** Instructions for the task **
State how many of the lines below contain the string "overcast". Give only the number.

═══ Supplied entries ═══

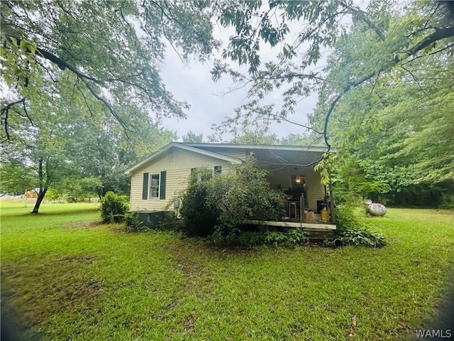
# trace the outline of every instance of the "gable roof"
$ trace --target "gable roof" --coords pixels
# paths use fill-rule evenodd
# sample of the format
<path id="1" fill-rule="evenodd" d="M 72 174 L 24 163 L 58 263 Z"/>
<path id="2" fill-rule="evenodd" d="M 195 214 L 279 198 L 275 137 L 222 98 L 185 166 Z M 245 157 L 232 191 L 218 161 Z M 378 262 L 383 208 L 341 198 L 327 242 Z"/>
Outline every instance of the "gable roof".
<path id="1" fill-rule="evenodd" d="M 323 153 L 328 151 L 326 147 L 309 146 L 275 146 L 275 145 L 255 145 L 255 144 L 195 144 L 170 142 L 159 151 L 147 156 L 133 166 L 125 171 L 126 174 L 132 172 L 145 163 L 150 162 L 172 148 L 178 148 L 193 153 L 211 156 L 219 160 L 233 163 L 241 163 L 243 160 L 225 155 L 227 151 L 237 151 L 244 152 L 244 156 L 253 152 L 255 154 L 262 164 L 280 166 L 309 166 L 316 163 Z M 335 152 L 331 150 L 331 152 Z"/>
<path id="2" fill-rule="evenodd" d="M 275 150 L 275 151 L 294 151 L 306 152 L 325 153 L 328 151 L 327 147 L 320 147 L 314 146 L 284 146 L 274 144 L 204 144 L 183 142 L 182 144 L 191 147 L 211 149 L 211 148 L 231 148 L 231 149 L 245 149 L 245 150 Z M 331 151 L 335 151 L 333 148 Z"/>
<path id="3" fill-rule="evenodd" d="M 130 168 L 125 170 L 125 174 L 131 174 L 135 170 L 143 166 L 144 164 L 148 163 L 148 162 L 150 162 L 153 160 L 155 160 L 159 158 L 160 156 L 165 154 L 172 148 L 178 148 L 185 151 L 192 151 L 194 153 L 204 155 L 206 156 L 211 156 L 215 158 L 218 158 L 220 160 L 223 160 L 227 162 L 232 162 L 233 163 L 241 163 L 243 162 L 243 161 L 240 158 L 233 158 L 231 156 L 228 156 L 220 154 L 218 153 L 206 151 L 204 149 L 194 148 L 193 146 L 189 146 L 189 144 L 182 144 L 179 142 L 170 142 L 169 144 L 162 147 L 159 151 L 153 153 L 149 156 L 147 156 L 145 158 L 144 158 L 141 161 L 139 161 L 138 163 L 135 163 L 134 166 L 133 166 Z"/>

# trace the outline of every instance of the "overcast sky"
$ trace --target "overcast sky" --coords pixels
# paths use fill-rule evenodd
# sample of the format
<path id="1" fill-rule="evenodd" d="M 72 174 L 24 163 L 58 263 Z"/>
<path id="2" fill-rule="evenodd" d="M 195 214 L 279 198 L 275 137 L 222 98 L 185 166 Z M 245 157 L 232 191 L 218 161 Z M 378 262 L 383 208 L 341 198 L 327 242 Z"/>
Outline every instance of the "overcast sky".
<path id="1" fill-rule="evenodd" d="M 215 36 L 225 43 L 228 41 L 229 34 L 226 32 L 221 33 L 219 28 L 216 27 Z M 267 50 L 270 55 L 275 54 L 269 48 Z M 219 55 L 220 53 L 216 57 L 220 58 Z M 210 74 L 211 66 L 212 62 L 184 64 L 172 48 L 167 50 L 162 72 L 164 82 L 176 99 L 186 101 L 191 105 L 187 119 L 166 119 L 163 121 L 164 126 L 176 131 L 180 140 L 183 135 L 192 131 L 197 134 L 203 134 L 206 141 L 206 137 L 213 134 L 213 124 L 220 124 L 226 117 L 233 116 L 235 108 L 248 102 L 245 90 L 229 92 L 223 96 L 235 85 L 228 77 L 214 82 Z M 269 102 L 277 104 L 276 109 L 279 109 L 279 93 L 276 92 L 268 97 Z M 304 99 L 296 108 L 293 119 L 304 124 L 306 114 L 312 112 L 316 101 L 316 94 Z M 270 127 L 270 131 L 276 134 L 278 137 L 284 137 L 292 133 L 302 133 L 302 129 L 288 123 L 275 124 Z M 225 136 L 223 139 L 228 140 L 228 136 Z"/>

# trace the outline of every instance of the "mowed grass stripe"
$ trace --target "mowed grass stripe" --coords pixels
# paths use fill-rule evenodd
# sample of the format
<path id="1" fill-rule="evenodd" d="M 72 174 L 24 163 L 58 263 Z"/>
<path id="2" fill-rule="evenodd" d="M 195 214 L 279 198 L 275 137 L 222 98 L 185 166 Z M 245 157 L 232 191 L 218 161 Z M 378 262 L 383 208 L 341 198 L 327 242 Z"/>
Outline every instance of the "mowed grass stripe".
<path id="1" fill-rule="evenodd" d="M 453 266 L 450 211 L 371 219 L 382 249 L 237 250 L 48 206 L 2 205 L 1 270 L 50 340 L 404 340 L 429 325 Z"/>

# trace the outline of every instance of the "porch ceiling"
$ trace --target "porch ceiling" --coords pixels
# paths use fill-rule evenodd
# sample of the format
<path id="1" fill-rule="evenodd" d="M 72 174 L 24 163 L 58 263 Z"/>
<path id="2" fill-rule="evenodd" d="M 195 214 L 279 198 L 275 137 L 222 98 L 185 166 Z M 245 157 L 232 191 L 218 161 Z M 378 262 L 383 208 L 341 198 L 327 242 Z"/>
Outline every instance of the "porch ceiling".
<path id="1" fill-rule="evenodd" d="M 287 166 L 312 166 L 318 163 L 323 155 L 321 151 L 307 151 L 262 149 L 252 151 L 259 164 L 270 170 L 281 169 Z"/>

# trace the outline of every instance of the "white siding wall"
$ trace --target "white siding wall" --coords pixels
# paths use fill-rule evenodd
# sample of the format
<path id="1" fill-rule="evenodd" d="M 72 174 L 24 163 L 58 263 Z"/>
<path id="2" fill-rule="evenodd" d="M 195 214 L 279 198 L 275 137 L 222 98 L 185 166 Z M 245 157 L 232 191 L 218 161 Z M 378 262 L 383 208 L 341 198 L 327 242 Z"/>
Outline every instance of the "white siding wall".
<path id="1" fill-rule="evenodd" d="M 222 160 L 172 148 L 159 158 L 135 170 L 131 175 L 131 210 L 162 210 L 167 204 L 171 204 L 170 210 L 172 210 L 174 197 L 187 186 L 191 168 L 204 166 L 213 168 L 215 166 L 222 166 L 222 173 L 229 171 L 229 165 Z M 157 174 L 162 170 L 166 171 L 167 178 L 165 200 L 143 200 L 143 173 Z"/>

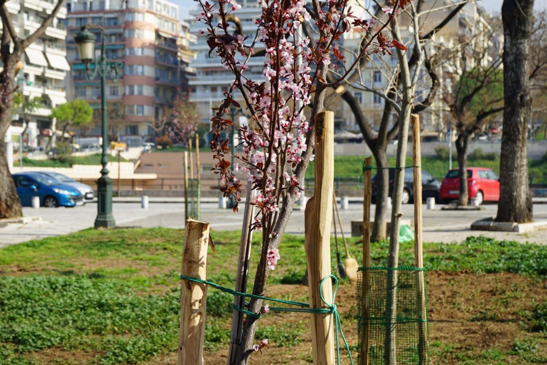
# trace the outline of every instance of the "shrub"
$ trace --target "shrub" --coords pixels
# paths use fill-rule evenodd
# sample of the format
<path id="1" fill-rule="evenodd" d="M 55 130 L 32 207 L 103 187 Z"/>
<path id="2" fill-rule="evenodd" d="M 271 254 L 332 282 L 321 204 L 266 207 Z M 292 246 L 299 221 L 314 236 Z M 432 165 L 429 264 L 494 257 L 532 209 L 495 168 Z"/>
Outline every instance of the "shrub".
<path id="1" fill-rule="evenodd" d="M 450 152 L 446 146 L 439 146 L 435 149 L 435 154 L 441 160 L 447 160 L 450 156 Z"/>
<path id="2" fill-rule="evenodd" d="M 158 137 L 156 140 L 156 142 L 158 143 L 158 146 L 161 146 L 163 149 L 168 148 L 173 146 L 173 141 L 167 136 L 162 136 Z"/>

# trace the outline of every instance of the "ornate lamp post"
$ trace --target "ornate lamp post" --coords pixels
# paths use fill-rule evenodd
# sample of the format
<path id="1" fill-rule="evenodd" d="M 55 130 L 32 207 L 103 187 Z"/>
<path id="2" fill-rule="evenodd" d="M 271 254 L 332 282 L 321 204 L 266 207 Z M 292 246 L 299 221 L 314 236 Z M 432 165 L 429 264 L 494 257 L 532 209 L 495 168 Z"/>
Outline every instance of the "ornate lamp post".
<path id="1" fill-rule="evenodd" d="M 101 115 L 102 132 L 102 155 L 101 157 L 101 177 L 97 181 L 97 218 L 95 218 L 95 228 L 113 228 L 115 225 L 112 216 L 112 180 L 108 177 L 108 163 L 107 152 L 108 148 L 108 131 L 106 124 L 106 78 L 109 76 L 114 82 L 121 73 L 124 64 L 120 62 L 108 62 L 106 57 L 106 47 L 104 38 L 101 28 L 101 58 L 95 61 L 91 69 L 89 65 L 95 56 L 95 39 L 97 36 L 82 27 L 82 31 L 74 37 L 78 46 L 80 59 L 85 65 L 88 78 L 92 80 L 97 74 L 101 76 Z"/>

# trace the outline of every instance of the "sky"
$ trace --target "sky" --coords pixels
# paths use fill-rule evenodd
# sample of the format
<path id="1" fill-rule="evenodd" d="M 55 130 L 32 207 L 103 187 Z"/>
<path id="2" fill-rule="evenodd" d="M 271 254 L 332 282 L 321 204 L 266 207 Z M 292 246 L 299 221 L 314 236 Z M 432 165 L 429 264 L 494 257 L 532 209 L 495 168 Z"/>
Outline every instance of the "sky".
<path id="1" fill-rule="evenodd" d="M 188 18 L 188 9 L 197 5 L 197 3 L 193 0 L 170 0 L 179 5 L 181 9 L 181 18 L 183 19 Z M 479 2 L 485 9 L 490 13 L 499 13 L 502 10 L 502 4 L 503 0 L 479 0 Z M 536 0 L 534 8 L 537 10 L 547 9 L 547 0 Z"/>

═══

** Complete output **
3